◆ **Text excerpt**:
• • • • • • •

Consider whether your team needs more tech
According to studies conducted by Gallup, just 19% of employees and managers agree that there’s a need to discuss new technologies and tools for workplace productivity. With all of the innovative tech solutions and devices available to us, it can be challenging to choose just one or a few to use.
But do we really need more tech?
For the most part, introducing new tech into the workplace fails to improve or increase productivity, as tech is often poorly integrated into established work patterns. With all of the existing tech that employees have to work with, it is unlikely teams will adapt to new tech, thus making their use less agile.
That may be why less than 28% of employees discuss the innovation and use of new tech among their teams!
If you’re considering introducing new technology or tools into your workplace, first ask yourself a few key questions, such as:
- What is the purpose of the new tech, and how do you envision using it?

• • • • • • •

◆ **Records**:
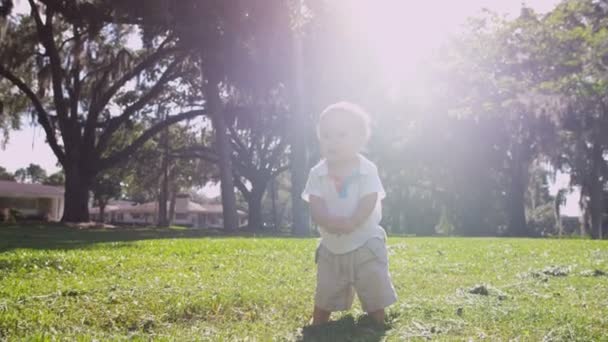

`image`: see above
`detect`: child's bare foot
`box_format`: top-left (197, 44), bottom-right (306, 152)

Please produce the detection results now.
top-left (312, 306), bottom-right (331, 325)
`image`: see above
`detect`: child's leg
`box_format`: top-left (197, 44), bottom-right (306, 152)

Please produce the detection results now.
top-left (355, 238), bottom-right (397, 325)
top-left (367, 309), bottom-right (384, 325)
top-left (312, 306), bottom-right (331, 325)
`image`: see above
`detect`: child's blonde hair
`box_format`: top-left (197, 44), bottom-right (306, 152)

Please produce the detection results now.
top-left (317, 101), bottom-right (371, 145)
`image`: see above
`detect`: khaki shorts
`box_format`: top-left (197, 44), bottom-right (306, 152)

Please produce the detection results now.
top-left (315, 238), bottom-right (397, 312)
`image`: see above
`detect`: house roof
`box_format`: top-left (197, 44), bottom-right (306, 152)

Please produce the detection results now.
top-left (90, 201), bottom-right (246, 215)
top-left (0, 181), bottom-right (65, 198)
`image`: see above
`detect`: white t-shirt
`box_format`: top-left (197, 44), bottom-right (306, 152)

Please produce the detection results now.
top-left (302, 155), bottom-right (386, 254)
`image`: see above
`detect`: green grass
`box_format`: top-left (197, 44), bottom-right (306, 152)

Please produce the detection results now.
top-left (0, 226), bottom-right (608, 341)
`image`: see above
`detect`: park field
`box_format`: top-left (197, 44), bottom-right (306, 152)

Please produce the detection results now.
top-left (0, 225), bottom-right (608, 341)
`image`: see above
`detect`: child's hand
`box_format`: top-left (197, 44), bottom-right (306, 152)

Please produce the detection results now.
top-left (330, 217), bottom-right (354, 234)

• • • • • • •

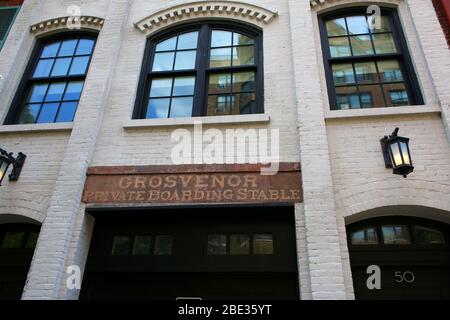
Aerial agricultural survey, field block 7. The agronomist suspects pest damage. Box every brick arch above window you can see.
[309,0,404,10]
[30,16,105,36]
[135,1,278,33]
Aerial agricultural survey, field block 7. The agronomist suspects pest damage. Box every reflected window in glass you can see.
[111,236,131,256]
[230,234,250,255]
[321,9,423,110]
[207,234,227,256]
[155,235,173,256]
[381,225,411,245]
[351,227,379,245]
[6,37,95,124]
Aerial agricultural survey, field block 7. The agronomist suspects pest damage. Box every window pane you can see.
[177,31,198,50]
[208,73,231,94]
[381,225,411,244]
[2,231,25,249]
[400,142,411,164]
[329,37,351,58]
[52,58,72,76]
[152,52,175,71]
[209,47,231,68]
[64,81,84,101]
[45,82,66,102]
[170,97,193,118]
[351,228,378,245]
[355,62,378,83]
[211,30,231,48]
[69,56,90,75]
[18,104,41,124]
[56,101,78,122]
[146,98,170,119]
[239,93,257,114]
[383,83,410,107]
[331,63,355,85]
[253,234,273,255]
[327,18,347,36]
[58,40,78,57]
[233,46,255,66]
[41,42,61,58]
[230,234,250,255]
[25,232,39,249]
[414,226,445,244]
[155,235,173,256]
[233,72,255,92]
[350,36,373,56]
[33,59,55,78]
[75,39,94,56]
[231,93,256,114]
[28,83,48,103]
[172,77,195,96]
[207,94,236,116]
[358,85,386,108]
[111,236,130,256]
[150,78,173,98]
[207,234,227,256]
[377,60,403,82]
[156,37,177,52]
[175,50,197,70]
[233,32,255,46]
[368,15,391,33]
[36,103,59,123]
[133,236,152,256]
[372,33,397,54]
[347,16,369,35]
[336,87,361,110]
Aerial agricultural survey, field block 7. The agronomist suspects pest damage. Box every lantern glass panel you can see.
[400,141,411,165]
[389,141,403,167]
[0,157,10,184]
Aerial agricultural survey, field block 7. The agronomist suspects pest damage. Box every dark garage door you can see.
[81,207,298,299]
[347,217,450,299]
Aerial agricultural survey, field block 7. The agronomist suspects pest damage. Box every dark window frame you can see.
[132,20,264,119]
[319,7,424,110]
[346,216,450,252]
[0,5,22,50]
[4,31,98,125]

• • • • • • •

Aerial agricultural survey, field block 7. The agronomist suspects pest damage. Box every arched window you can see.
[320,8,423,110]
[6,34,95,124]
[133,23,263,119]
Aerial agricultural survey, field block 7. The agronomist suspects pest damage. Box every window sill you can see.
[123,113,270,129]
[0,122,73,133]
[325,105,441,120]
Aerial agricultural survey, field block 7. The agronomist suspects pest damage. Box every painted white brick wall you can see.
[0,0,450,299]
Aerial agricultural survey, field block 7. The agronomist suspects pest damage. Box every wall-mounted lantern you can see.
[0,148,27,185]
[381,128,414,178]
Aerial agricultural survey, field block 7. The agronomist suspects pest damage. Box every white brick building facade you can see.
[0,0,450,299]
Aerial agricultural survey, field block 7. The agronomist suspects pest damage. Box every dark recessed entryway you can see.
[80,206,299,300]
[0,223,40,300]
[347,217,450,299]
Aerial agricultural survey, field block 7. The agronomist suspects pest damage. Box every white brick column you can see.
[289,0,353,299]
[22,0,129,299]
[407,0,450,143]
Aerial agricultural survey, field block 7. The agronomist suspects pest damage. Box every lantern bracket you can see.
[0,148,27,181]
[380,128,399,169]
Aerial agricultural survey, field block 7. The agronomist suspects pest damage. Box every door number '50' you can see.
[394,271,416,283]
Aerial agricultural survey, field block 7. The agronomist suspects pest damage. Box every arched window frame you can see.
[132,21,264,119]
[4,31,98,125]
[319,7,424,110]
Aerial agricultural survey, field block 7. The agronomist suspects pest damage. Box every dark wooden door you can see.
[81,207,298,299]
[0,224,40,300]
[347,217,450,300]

• • • • • • •

◆ **Exercises**:
1. Rewrite the part of the workplace technology excerpt that opens with the words containing "Consider whether your" and closes with "among their teams!", changing "employees" to "workers".
2. In the workplace technology excerpt, what share of employees and managers agree that new technologies and tools for workplace productivity need to be discussed, according to Gallup studies?
3. Continue the workplace technology excerpt from the point where it stops.
The records have nothing to do with what comes next.

◆ **Responses per task**:
1.
Consider whether your team needs more tech
According to studies conducted by Gallup, just 19% of workers and managers agree that there’s a need to discuss new technologies and tools for workplace productivity. With all of the innovative tech solutions and devices available to us, it can be challenging to choose just one or a few to use.
But do we really need more tech?
For the most part, introducing new tech into the workplace fails to improve or increase productivity, as tech is often poorly integrated into established work patterns. With all of the existing tech that workers have to work with, it is unlikely teams will adapt to new tech, thus making their use less agile.
That may be why less than 28% of workers discuss the innovation and use of new tech among their teams!

2. 19%

3.
- How will you integrate the new tech into your teams’ established workflows?
- Will the tech benefit employee productivity and engagement?
- Have you asked your employees what tech they need versus what tech you may want them to use?
- How agile is this new technology? Can it adapt to and work cohesively with your existing tech or tools?
By assessing the pros and cons of new tech, you can better determine whether the use and cost will lend to the overall productivity and goals of your organization.
How can we ‘shut off’ after work?
The effects of burnout are not always apparent, both to leaders and the teams who experience this syndrome. Gallup found that 23% of employees report frequently feeling burnout at work, while employees who experience burnout in the workplace are 63% more likely to take regular sick days and 2.6 times as likely to search for a more balanced job.
Shutting off or disconnecting after work is not only crucial for the overall health of your organization but the individual well-being of its employees. If we’re constantly connected to work, we run the risk of growing more disengaged and less passionate about our contributions.
How, then, can we disconnect from work at the end of the workday?
Keep your work tech and personal tech separate
Many of us add our professional email accounts and work tools to our personal devices so that we can stay up to date outside of work. While this may be easier for some than others, keeping your work and personal tech separate ensures you can ‘shut off’ from work.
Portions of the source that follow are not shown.